EXERCISE INPUTS:
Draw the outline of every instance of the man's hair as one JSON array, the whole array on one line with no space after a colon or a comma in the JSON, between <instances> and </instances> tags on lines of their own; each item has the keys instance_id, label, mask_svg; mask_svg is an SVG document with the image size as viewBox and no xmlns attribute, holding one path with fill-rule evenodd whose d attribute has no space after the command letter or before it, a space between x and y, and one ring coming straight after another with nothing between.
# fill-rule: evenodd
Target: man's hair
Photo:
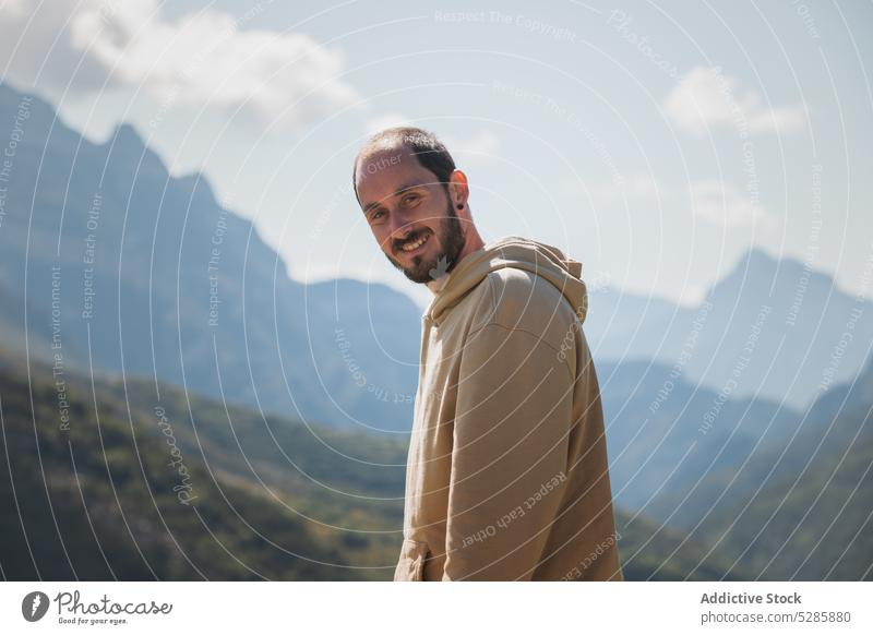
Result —
<instances>
[{"instance_id":1,"label":"man's hair","mask_svg":"<svg viewBox=\"0 0 873 635\"><path fill-rule=\"evenodd\" d=\"M418 159L418 164L436 177L436 182L442 183L447 189L449 177L455 170L455 160L443 143L436 135L421 128L397 127L386 128L376 132L367 140L364 146L355 157L355 165L351 167L351 188L355 190L355 197L358 204L361 200L358 196L356 177L358 175L358 164L362 158L381 149L406 148Z\"/></svg>"}]
</instances>

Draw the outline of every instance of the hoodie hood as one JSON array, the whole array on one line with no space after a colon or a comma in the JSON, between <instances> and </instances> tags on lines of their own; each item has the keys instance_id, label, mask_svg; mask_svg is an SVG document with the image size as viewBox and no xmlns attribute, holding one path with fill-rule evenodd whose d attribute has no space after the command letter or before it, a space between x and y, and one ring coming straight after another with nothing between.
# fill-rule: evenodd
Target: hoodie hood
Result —
<instances>
[{"instance_id":1,"label":"hoodie hood","mask_svg":"<svg viewBox=\"0 0 873 635\"><path fill-rule=\"evenodd\" d=\"M439 324L447 309L457 304L488 274L504 267L523 269L546 278L564 295L579 321L585 321L588 292L582 281L582 263L566 257L555 247L518 236L498 239L467 254L447 274L424 317Z\"/></svg>"}]
</instances>

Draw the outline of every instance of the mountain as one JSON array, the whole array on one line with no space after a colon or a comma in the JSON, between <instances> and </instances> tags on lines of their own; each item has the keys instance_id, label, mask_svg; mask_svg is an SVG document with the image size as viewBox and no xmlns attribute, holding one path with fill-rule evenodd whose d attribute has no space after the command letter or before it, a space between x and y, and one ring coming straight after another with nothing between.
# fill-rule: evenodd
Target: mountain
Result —
<instances>
[{"instance_id":1,"label":"mountain","mask_svg":"<svg viewBox=\"0 0 873 635\"><path fill-rule=\"evenodd\" d=\"M822 395L788 439L647 508L762 579L873 579L873 362Z\"/></svg>"},{"instance_id":2,"label":"mountain","mask_svg":"<svg viewBox=\"0 0 873 635\"><path fill-rule=\"evenodd\" d=\"M159 395L159 396L158 396ZM0 351L4 579L391 579L408 440ZM179 466L183 466L181 474ZM627 579L743 579L617 511Z\"/></svg>"},{"instance_id":3,"label":"mountain","mask_svg":"<svg viewBox=\"0 0 873 635\"><path fill-rule=\"evenodd\" d=\"M612 494L663 523L671 510L650 506L663 492L684 492L713 470L741 464L757 445L782 443L800 419L767 399L722 399L654 362L601 363L597 374Z\"/></svg>"},{"instance_id":4,"label":"mountain","mask_svg":"<svg viewBox=\"0 0 873 635\"><path fill-rule=\"evenodd\" d=\"M384 578L384 537L325 531L301 514L314 505L224 475L163 409L122 416L123 402L14 368L0 369L4 579Z\"/></svg>"},{"instance_id":5,"label":"mountain","mask_svg":"<svg viewBox=\"0 0 873 635\"><path fill-rule=\"evenodd\" d=\"M675 364L689 382L802 410L863 368L871 309L829 276L752 249L697 307L600 289L585 331L598 361Z\"/></svg>"},{"instance_id":6,"label":"mountain","mask_svg":"<svg viewBox=\"0 0 873 635\"><path fill-rule=\"evenodd\" d=\"M343 428L405 431L420 310L383 285L303 285L200 175L127 124L104 144L0 85L0 334L59 369L152 375Z\"/></svg>"}]
</instances>

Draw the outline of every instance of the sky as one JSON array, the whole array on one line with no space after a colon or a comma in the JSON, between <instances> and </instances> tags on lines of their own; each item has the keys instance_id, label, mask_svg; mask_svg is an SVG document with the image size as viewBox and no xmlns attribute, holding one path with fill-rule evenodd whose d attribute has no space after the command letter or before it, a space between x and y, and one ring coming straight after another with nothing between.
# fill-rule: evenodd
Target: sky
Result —
<instances>
[{"instance_id":1,"label":"sky","mask_svg":"<svg viewBox=\"0 0 873 635\"><path fill-rule=\"evenodd\" d=\"M433 131L486 241L698 302L751 248L873 297L873 3L0 0L3 81L93 141L202 171L300 281L430 299L351 191L372 132Z\"/></svg>"}]
</instances>

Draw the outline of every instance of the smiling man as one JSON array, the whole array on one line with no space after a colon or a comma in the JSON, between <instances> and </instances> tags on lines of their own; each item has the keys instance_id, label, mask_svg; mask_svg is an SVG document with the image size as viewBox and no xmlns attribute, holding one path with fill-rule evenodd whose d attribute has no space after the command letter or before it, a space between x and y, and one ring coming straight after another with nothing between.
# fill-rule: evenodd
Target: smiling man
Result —
<instances>
[{"instance_id":1,"label":"smiling man","mask_svg":"<svg viewBox=\"0 0 873 635\"><path fill-rule=\"evenodd\" d=\"M352 178L385 256L434 293L394 579L623 579L582 265L486 244L467 177L424 130L372 136Z\"/></svg>"}]
</instances>

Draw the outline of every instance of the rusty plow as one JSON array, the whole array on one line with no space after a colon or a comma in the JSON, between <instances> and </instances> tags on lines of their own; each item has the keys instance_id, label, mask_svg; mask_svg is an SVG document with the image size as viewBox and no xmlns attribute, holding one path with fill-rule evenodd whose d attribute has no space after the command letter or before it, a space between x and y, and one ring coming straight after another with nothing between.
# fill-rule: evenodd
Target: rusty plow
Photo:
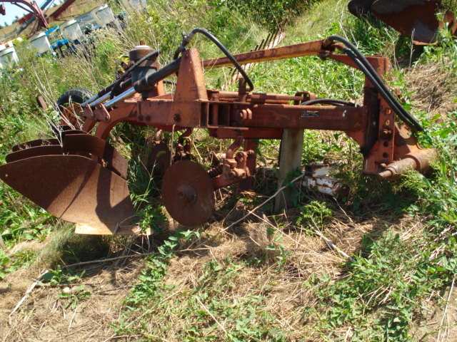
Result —
<instances>
[{"instance_id":1,"label":"rusty plow","mask_svg":"<svg viewBox=\"0 0 457 342\"><path fill-rule=\"evenodd\" d=\"M187 48L197 33L209 38L224 56L201 61L195 48ZM214 190L236 183L248 188L256 171L257 140L283 139L287 130L345 133L360 147L361 171L382 179L413 170L425 172L436 158L435 152L423 149L411 134L422 130L419 123L383 83L388 59L364 56L341 37L233 56L211 33L196 28L184 36L170 63L159 65L158 56L159 51L144 45L131 50L129 68L119 80L91 98L71 103L82 123L79 130L64 130L59 139L15 146L0 166L0 178L56 217L76 223L76 232L136 234L149 232L141 232L134 223L138 218L127 186L127 160L106 142L121 122L156 129L145 164L160 180L166 210L186 226L209 219ZM319 98L306 90L256 93L241 67L307 56L363 73L363 103ZM234 66L241 75L237 91L205 86L204 69L222 66ZM175 74L176 86L167 93L166 78ZM213 167L193 161L196 128L231 141ZM162 140L163 131L179 137L172 148Z\"/></svg>"}]
</instances>

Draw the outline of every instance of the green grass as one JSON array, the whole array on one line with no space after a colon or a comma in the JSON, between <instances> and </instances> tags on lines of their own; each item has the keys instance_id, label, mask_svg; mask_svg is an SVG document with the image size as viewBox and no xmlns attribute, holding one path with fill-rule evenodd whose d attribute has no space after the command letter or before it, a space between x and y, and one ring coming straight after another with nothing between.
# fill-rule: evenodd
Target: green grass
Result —
<instances>
[{"instance_id":1,"label":"green grass","mask_svg":"<svg viewBox=\"0 0 457 342\"><path fill-rule=\"evenodd\" d=\"M181 33L198 26L213 31L233 53L253 48L266 36L268 27L253 23L248 19L251 14L231 9L224 2L149 1L150 16L132 14L128 19L129 28L121 36L113 31L97 33L94 37L96 53L91 60L81 56L60 60L50 56L36 58L25 45L18 47L22 71L4 75L0 82L0 161L4 162L14 145L49 136L49 124L56 113L37 108L38 93L51 103L71 88L98 90L112 81L116 59L140 40L161 50L163 64L171 61ZM352 18L345 14L346 5L341 1L314 3L303 16L291 20L283 43L340 34L355 41L364 53L386 53L393 62L396 58L408 56L411 46L408 39L388 28L373 28ZM415 63L439 64L455 76L455 42L446 33L441 33L439 41L426 47ZM191 46L200 50L203 58L221 55L199 36ZM209 87L224 85L224 73L226 74L227 70L206 71ZM318 96L356 101L363 95L363 78L360 73L317 57L261 63L248 73L258 91L293 94L306 90ZM407 70L395 69L389 76L391 86L407 90ZM201 256L198 271L192 274L198 276L184 290L179 281L172 281L178 276L171 273L176 271L173 263L184 257L175 251L204 242L217 245L221 243L217 233L179 232L160 241L155 253L145 259L144 269L120 309L119 321L112 326L114 331L119 336L139 335L141 341L295 341L293 329L280 323L286 319L269 305L278 295L275 286L290 276L288 272L306 271L293 264L293 253L297 247L290 247L286 236L298 232L311 239L310 227L324 235L331 234L334 215L343 209L353 224L369 223L378 214L388 215L396 222L404 220L406 230L413 229L407 219L410 216L423 224L410 234L399 230L398 224L386 224L380 232L367 234L357 242L361 246L353 256L353 262L338 265L337 271L314 270L308 278L293 278L315 299L313 305L303 300L293 306L291 316L300 318L292 323L294 328L303 334L300 337L303 341L308 338L344 341L348 331L354 341L414 341L410 333L411 325L426 316L428 301L440 301L441 294L454 279L457 266L457 113L441 113L431 120L428 113L415 114L426 128L425 133L418 135L423 145L436 148L440 155L431 175L425 177L411 172L399 182L389 183L366 177L357 172L361 163L358 147L342 133L306 130L303 163L324 158L345 161L338 177L351 185L348 198L336 201L297 190L295 212L290 217L273 217L273 227L268 228L268 243L243 255L228 255L222 261L212 256ZM169 222L159 200L157 186L143 166L147 152L143 147L147 145L151 134L149 128L119 125L111 141L130 159L129 187L134 204L141 210L141 224L164 233ZM199 138L196 145L206 163L209 151L219 152L219 142L206 134L196 135ZM267 157L276 158L278 148L277 141L261 141L259 159L266 164ZM271 186L263 185L259 190L271 193L274 192ZM26 249L14 254L1 250L0 278L37 260L52 266L54 281L66 284L79 274L64 274L59 265L97 259L123 248L122 242L116 243L114 238L76 237L71 225L62 227L56 219L4 183L0 185L0 198L3 201L0 233L8 249L25 240L52 239L39 255ZM222 203L221 207L231 209L234 204L241 203L244 210L250 209L261 202L259 198L233 196L232 202ZM262 209L268 214L267 208ZM228 223L221 222L224 229ZM243 237L243 229L249 229L237 225L227 234L238 241ZM248 291L243 292L241 288L246 286L246 274L254 276L249 279ZM60 299L66 306L74 309L89 295L81 287L74 294L61 294Z\"/></svg>"}]
</instances>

TASK BRIEF: Count the lines in the rows above that contain the string "Target", and reply with the number alone.

RESPONSE: 7